TASK TO COMPLETE:
Below is a set of records; restate each one word for word.

EXTRACTED RECORDS:
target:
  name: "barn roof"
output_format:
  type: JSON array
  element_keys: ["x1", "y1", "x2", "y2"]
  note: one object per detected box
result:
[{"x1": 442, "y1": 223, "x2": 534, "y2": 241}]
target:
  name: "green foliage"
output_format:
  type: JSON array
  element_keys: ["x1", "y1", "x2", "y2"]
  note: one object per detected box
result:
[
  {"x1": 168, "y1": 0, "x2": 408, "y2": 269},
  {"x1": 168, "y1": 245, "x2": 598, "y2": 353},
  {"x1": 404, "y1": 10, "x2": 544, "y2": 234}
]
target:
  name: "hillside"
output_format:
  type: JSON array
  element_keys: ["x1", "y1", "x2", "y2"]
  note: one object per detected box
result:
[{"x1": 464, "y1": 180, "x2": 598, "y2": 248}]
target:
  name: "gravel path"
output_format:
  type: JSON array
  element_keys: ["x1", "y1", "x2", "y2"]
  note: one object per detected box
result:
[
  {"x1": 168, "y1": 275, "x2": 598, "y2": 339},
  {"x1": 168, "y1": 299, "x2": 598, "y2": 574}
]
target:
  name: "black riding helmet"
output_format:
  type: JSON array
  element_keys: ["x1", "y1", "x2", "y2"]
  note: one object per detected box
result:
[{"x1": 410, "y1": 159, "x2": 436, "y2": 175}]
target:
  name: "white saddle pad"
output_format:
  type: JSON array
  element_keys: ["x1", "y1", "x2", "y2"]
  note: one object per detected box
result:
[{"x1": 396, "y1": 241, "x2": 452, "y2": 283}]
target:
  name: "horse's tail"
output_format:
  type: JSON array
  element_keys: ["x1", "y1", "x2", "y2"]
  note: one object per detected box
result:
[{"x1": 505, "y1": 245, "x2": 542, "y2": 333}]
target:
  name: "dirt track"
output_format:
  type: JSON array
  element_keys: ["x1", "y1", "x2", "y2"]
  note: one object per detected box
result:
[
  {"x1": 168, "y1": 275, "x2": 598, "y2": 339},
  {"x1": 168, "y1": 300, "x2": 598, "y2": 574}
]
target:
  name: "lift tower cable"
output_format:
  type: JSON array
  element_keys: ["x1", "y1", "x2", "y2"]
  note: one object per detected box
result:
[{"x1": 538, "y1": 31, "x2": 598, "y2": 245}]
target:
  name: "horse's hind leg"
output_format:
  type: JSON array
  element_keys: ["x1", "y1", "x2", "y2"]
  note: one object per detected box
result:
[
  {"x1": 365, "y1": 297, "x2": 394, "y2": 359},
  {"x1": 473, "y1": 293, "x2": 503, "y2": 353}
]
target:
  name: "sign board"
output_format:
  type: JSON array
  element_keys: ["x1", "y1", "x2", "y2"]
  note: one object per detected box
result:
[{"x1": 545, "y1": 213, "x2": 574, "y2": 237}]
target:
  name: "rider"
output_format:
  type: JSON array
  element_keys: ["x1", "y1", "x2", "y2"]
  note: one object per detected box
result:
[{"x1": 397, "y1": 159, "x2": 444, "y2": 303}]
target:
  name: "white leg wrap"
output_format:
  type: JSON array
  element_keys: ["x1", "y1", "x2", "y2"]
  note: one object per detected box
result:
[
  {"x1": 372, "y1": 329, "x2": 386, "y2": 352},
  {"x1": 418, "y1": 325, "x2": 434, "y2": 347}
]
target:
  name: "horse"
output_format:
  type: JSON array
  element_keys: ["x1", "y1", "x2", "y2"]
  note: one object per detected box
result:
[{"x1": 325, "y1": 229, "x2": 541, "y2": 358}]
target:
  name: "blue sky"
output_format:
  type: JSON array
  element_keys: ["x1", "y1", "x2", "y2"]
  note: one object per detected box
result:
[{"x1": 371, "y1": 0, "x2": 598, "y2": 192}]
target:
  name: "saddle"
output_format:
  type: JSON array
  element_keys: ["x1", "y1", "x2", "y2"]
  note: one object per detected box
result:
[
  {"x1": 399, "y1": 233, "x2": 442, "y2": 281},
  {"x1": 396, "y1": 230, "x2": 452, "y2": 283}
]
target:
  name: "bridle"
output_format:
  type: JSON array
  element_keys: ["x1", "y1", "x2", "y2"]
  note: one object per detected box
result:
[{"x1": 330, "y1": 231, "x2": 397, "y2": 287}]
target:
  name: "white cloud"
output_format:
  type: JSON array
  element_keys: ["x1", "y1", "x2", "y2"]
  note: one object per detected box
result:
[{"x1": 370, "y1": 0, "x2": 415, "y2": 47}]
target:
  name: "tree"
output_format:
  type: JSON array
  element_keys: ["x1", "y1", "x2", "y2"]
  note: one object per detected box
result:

RESULT OF THE EXERCISE:
target:
  name: "barn roof"
output_format:
  type: JSON array
  element_keys: ["x1", "y1", "x2", "y2"]
  note: one object per detected box
result:
[{"x1": 442, "y1": 223, "x2": 534, "y2": 241}]
target:
  name: "green foliage"
output_format:
  type: JSON array
  element_keys: ["x1", "y1", "x2", "y2"]
  note: one object per detected box
result:
[
  {"x1": 168, "y1": 0, "x2": 408, "y2": 269},
  {"x1": 168, "y1": 245, "x2": 598, "y2": 353},
  {"x1": 404, "y1": 10, "x2": 544, "y2": 234}
]
target:
  name: "hillside"
output_format:
  type: JSON array
  element_keys: ["x1", "y1", "x2", "y2"]
  note: one object per detected box
result:
[{"x1": 464, "y1": 180, "x2": 598, "y2": 248}]
target:
  name: "gravel path"
output_format:
  type: JSON array
  element_keys: ["x1", "y1", "x2", "y2"]
  note: one object per detected box
result:
[
  {"x1": 168, "y1": 275, "x2": 598, "y2": 339},
  {"x1": 168, "y1": 299, "x2": 598, "y2": 574}
]
target:
  name: "black riding helmet"
output_format:
  type: JSON array
  element_keys: ["x1", "y1", "x2", "y2"]
  note: one object per detected box
result:
[{"x1": 410, "y1": 159, "x2": 436, "y2": 175}]
target:
  name: "white saddle pad"
output_format:
  type: JSON array
  element_keys: ["x1", "y1", "x2", "y2"]
  note: one object per detected box
result:
[{"x1": 396, "y1": 241, "x2": 452, "y2": 283}]
target:
  name: "horse's tail"
output_format:
  type: JSON array
  element_keys: ["x1", "y1", "x2", "y2"]
  note: one object per detected box
result:
[{"x1": 505, "y1": 245, "x2": 542, "y2": 333}]
target:
  name: "dirt track"
output_format:
  type: JSON array
  element_keys: ["x1", "y1", "x2", "y2"]
  note: one object per detected box
result:
[
  {"x1": 168, "y1": 275, "x2": 598, "y2": 339},
  {"x1": 168, "y1": 300, "x2": 598, "y2": 574}
]
target:
  name: "lift tower cable"
output_format:
  type: JSON array
  element_keys: ["x1", "y1", "x2", "y2"]
  note: one object per detected box
result:
[{"x1": 538, "y1": 31, "x2": 598, "y2": 245}]
target:
  name: "horse's hind leg"
output_format:
  type: JSON array
  element_keys: ["x1", "y1", "x2", "y2"]
  note: one object per detected box
result:
[
  {"x1": 365, "y1": 297, "x2": 394, "y2": 359},
  {"x1": 473, "y1": 293, "x2": 503, "y2": 353}
]
target:
  name: "sign board"
output_format:
  type: JSON array
  element_keys: ["x1", "y1", "x2", "y2"]
  note: one object per detected box
result:
[{"x1": 545, "y1": 213, "x2": 574, "y2": 237}]
target:
  name: "rider"
output_format:
  type: JSON array
  element_keys: ["x1", "y1", "x2", "y2"]
  note: one object per detected box
result:
[{"x1": 397, "y1": 159, "x2": 444, "y2": 303}]
target:
  name: "white leg wrap"
output_format:
  type: JSON array
  element_keys: ["x1", "y1", "x2", "y2"]
  note: one object per detected box
result:
[
  {"x1": 372, "y1": 329, "x2": 386, "y2": 352},
  {"x1": 418, "y1": 325, "x2": 434, "y2": 347}
]
target:
  name: "horse"
output_format:
  type: JSON array
  element_keys: ["x1", "y1", "x2", "y2"]
  note: one object per detected box
result:
[{"x1": 325, "y1": 229, "x2": 541, "y2": 358}]
target:
  name: "blue sky"
output_format:
  type: JSON array
  element_keys: ["x1", "y1", "x2", "y2"]
  note: one object per detected box
result:
[{"x1": 371, "y1": 0, "x2": 598, "y2": 192}]
target:
  name: "saddle"
output_format:
  type: JSON array
  element_keys: ["x1", "y1", "x2", "y2"]
  note: one object per detected box
result:
[
  {"x1": 399, "y1": 233, "x2": 442, "y2": 281},
  {"x1": 396, "y1": 230, "x2": 452, "y2": 283}
]
target:
  name: "bridle"
output_format:
  type: JSON array
  element_keys: ["x1", "y1", "x2", "y2"]
  note: one object per detected box
result:
[{"x1": 330, "y1": 231, "x2": 397, "y2": 287}]
target:
  name: "white cloud"
output_format:
  type: JSON array
  element_keys: ["x1", "y1", "x2", "y2"]
  note: one object per detected box
result:
[{"x1": 370, "y1": 0, "x2": 415, "y2": 47}]
target:
  name: "tree"
output_format:
  type: JSON array
  element_keys: ["x1", "y1", "x2", "y2"]
  note: one object per detected box
result:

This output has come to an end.